Top of Excerpted records

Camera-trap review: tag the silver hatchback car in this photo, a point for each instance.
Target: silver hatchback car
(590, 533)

Bottom of Excerpted records
Top of Excerpted records

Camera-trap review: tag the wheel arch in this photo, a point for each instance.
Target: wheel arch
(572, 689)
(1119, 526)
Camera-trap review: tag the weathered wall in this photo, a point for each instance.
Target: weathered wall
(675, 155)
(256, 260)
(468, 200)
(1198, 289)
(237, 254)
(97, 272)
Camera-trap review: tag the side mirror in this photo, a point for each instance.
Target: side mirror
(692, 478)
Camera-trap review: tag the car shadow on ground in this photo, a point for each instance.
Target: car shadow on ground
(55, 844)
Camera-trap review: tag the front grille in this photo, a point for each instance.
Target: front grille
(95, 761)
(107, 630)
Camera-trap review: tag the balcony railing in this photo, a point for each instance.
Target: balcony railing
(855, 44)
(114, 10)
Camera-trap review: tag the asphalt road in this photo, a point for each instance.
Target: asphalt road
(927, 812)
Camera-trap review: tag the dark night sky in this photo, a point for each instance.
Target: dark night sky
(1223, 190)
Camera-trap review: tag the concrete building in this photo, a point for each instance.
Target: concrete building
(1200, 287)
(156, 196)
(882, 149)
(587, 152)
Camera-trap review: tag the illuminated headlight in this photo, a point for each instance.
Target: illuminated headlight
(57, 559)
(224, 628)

Bottom of Excerpted records

_What you are asked to do:_ Wherever the word "photo" occurs in the data above, copy the line it sits in.

_Solution below:_
Camera-trap review: tag the silver hatchback car in this photo, a point for each instance.
Camera-trap review: tag the wheel arch in this photo, a point for each instance.
Camera-trap review: tag the weathered wall in this photo, a point for each instance.
Camera-trap review: tag the side mirror in this photo, a point for each instance.
Camera-trap review: tag the car shadow on ground in this photo, a point for each instance.
Camera-trap review: tag the front grille in this photo, a point for each instance.
Camera-trap review: tag the balcony railing in this photo, a point for each instance.
Camera-trap review: tag the asphalt road in this photo, a point for each instance.
Camera-trap review: tag the dark night sky in this photo, a point for each instance.
Camera-trap review: tag the concrete building in this photo, a point for each instance.
Camera-trap review: tag the illuminated headlight in this photo, a point for each instance.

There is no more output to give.